# What to do
In the article on West Texas school mask rules, condense the paragraph beginning "While Texas Attorney General Ken Paxton" into a short bulleted list that keeps its main facts.

____ Passage provided

West Texas Schools Waver on Mask Rules as Legal Fights Continue
School districts from the Big Bend region to the Permian Basin have either retreated from mask mandates or held off from implementing them as broader court fights play out over whether schools even have that power in Texas.
By Travis Bubenik
As legal uncertainty continues to swirl over whether schools in Texas can require face masks, school districts in West Texas are mostly choosing to err on the side of caution for now.
On Thursday, multiple districts across the region either rolled back local mask requirements or stopped short of implementing them after the Texas Supreme Court ruled that a ban on mask rules by the state’s Republican governor can remain in effect for now.
While Texas Attorney General Ken Paxton quickly insisted that the court’s temporary order in a San Antonio-area case applied to districts across the state, officials in El Paso argued the opposite, saying they would continue to require masks in schools there because their own separate court fight over the matter had yet to be decided. Even some San Antonio schools said they would stick with mask requirements for now.
As the legal wrangling continues to play out, here’s a breakdown of how some West Texas school districts are approaching mask rules for the time being.
After first moving to require masks on Monday, Presidio’s school district abandoned that policy on Thursday, citing the Texas Supreme Court ruling.
“We made every attempt to keep our staff, students and visitors safe with the recent mask mandate however, this is now a legal compliance matter,” the district’s police department wrote on Facebook, saying officials still “strongly encourage” mask wearing.
Fort Stockton ISD
Similarly, Fort Stockton officials on Thursday quickly backtracked from a mask requirement that was instituted the same day, just before the Texas high court’s ruling. “Our school attorneys advised that litigation will likely continue beyond the state level,” the district’s superintendent Gabriel Zamora wrote in a letter shared by the Fort Stockton Pioneer newspaper.
“I formerly wish to thank all of the community members, medical personnel, city, and county officials who joined us in a display of solidarity against the pandemic,” Zamora wrote.

________
____ Entries shown

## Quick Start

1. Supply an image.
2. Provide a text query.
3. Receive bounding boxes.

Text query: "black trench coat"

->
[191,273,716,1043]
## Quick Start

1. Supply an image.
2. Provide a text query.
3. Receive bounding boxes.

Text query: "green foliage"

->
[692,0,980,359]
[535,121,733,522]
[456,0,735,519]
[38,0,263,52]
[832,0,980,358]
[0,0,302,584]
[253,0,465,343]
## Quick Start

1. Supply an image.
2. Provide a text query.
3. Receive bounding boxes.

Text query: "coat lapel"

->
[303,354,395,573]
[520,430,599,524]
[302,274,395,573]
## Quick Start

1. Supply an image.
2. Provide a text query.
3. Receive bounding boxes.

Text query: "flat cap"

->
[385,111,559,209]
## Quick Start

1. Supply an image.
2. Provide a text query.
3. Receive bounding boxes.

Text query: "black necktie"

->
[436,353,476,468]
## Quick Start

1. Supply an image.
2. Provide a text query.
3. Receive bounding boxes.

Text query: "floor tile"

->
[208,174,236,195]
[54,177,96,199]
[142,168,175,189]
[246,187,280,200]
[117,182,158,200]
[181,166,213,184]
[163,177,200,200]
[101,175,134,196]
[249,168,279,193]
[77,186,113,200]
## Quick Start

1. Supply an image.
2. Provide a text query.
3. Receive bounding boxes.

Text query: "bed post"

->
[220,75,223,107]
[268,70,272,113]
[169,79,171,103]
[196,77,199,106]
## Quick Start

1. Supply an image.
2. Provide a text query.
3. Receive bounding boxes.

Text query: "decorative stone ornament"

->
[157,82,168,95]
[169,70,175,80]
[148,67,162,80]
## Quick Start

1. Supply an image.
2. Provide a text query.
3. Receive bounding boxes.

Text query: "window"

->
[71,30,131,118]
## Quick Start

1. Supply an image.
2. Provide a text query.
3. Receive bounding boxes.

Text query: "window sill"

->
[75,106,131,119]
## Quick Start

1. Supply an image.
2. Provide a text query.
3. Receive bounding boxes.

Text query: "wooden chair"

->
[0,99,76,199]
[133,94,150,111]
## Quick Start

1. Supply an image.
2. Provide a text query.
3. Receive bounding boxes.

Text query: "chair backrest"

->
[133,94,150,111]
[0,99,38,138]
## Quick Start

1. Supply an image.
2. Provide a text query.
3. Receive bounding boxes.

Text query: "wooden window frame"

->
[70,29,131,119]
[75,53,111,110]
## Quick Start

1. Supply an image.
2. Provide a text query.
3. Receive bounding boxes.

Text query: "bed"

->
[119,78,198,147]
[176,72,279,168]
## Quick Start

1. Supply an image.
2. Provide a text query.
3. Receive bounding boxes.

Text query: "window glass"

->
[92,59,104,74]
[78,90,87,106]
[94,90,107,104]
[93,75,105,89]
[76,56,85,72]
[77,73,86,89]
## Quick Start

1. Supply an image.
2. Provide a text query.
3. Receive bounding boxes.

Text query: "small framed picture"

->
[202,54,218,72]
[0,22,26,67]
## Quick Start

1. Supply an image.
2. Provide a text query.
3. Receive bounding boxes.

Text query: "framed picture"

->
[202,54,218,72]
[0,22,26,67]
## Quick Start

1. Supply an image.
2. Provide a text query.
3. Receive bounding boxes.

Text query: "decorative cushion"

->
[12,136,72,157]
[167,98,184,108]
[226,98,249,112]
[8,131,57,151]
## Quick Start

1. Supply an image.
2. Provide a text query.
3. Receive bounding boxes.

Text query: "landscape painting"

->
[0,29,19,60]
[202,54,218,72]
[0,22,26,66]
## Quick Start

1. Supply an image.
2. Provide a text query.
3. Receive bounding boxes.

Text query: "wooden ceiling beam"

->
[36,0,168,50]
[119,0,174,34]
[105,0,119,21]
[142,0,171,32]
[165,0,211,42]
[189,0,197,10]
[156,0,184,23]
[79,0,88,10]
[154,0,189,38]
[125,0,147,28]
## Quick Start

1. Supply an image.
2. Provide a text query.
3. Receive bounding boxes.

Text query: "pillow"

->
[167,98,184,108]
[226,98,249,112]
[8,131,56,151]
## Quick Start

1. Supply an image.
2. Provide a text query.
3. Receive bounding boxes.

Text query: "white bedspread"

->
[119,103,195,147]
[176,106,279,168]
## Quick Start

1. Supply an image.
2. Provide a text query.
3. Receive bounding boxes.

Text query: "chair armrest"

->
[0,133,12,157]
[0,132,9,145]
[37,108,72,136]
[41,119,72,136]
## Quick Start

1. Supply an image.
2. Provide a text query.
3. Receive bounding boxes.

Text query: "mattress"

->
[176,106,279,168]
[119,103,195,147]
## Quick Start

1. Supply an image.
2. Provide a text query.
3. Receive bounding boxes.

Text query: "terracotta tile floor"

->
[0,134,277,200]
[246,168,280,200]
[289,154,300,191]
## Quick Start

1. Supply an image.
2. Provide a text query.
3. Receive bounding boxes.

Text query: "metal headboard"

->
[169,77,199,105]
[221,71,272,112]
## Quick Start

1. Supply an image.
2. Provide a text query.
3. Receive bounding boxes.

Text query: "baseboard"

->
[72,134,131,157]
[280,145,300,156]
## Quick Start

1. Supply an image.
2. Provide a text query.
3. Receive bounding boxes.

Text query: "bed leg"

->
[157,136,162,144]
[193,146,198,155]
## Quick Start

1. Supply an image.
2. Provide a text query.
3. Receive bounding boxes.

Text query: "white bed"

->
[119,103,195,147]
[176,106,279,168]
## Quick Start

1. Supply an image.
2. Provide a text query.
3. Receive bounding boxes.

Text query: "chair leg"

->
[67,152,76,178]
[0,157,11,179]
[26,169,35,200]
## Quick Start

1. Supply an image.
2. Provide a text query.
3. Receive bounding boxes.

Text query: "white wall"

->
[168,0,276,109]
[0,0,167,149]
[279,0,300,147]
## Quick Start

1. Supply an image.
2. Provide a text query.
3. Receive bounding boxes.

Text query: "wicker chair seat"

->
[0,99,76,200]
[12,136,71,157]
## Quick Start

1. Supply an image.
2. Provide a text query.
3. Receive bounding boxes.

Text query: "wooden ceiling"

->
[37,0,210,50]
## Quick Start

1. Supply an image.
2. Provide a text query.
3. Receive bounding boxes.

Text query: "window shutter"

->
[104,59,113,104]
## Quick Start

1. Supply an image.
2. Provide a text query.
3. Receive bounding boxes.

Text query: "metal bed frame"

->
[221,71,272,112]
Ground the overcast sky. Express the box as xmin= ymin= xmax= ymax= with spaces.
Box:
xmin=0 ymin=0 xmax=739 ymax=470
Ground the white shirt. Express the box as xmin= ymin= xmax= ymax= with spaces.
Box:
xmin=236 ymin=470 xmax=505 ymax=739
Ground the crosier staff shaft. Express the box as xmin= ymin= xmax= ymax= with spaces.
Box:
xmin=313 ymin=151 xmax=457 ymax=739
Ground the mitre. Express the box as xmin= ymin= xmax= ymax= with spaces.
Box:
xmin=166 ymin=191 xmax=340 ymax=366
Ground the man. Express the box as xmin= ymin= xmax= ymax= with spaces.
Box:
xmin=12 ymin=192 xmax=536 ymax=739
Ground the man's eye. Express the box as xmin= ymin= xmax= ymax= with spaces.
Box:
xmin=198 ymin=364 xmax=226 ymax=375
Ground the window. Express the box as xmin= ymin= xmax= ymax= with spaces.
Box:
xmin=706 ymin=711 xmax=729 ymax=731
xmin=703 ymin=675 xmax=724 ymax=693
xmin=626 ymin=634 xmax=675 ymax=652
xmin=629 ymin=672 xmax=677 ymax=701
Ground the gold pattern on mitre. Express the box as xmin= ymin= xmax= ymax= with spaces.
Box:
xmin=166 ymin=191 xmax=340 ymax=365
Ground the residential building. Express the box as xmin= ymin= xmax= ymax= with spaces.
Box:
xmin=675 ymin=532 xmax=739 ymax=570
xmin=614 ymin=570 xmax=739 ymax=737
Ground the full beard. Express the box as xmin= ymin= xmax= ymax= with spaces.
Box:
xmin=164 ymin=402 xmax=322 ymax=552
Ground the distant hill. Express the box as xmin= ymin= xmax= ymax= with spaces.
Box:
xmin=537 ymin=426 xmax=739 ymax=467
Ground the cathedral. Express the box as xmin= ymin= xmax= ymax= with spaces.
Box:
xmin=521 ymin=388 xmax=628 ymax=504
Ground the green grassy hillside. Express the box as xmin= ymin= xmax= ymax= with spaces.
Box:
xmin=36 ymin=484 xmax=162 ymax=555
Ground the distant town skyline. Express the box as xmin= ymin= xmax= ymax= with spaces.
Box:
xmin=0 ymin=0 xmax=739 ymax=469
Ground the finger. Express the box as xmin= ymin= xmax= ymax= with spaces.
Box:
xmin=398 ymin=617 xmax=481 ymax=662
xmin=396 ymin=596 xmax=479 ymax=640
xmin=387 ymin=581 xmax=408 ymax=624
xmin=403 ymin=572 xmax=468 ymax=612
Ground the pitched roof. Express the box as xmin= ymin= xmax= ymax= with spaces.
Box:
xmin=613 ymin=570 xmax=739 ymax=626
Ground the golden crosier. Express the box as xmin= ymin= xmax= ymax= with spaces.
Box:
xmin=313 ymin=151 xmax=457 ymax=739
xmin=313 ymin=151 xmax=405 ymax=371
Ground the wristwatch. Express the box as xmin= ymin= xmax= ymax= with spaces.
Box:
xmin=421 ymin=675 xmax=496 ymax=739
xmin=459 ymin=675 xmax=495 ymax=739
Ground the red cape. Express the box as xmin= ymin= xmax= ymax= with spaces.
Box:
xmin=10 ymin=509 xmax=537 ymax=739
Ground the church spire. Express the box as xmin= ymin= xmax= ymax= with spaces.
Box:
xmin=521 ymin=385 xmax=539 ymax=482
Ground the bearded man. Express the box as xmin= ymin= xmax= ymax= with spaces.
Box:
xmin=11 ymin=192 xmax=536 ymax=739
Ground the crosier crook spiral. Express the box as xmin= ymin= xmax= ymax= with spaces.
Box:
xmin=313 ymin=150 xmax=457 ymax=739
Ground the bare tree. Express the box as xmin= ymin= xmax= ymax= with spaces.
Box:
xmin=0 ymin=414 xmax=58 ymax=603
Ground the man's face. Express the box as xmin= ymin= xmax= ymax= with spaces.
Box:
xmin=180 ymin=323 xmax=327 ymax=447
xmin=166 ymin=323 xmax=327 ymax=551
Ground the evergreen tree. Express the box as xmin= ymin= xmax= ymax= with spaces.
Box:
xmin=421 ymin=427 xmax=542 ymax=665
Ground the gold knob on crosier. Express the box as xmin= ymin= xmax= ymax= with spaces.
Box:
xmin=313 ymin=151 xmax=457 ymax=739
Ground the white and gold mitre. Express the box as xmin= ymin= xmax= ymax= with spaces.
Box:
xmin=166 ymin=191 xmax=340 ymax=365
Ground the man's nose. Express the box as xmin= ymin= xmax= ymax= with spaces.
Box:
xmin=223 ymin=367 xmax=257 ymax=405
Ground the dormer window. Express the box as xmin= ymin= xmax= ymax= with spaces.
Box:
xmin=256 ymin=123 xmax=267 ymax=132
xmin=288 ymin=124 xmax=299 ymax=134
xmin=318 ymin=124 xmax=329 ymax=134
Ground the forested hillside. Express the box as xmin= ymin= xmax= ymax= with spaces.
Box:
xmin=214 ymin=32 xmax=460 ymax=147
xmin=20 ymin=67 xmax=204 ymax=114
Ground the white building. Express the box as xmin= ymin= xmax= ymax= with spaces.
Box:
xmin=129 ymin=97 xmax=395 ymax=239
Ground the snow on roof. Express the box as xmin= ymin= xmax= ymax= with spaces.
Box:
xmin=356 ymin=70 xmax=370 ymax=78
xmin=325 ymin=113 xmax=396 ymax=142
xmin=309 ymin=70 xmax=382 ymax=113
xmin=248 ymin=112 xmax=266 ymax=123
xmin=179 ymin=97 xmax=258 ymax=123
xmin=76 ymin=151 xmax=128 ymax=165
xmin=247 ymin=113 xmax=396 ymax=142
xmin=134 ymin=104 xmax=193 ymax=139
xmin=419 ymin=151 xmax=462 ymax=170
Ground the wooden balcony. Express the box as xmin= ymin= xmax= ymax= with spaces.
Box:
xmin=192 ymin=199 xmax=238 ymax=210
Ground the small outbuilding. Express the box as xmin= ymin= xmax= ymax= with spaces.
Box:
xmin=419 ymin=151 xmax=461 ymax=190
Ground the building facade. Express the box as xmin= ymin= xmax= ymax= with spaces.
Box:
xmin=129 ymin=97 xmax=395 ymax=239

________

# Exercise solution
- Texas Attorney General Ken Paxton insisted that the court's temporary order in a San Antonio-area case applied to districts across the state.
- El Paso officials disagreed. They said they would keep requiring masks in their schools because their own separate court case was still undecided.
- Some San Antonio schools also said they would keep mask requirements for now.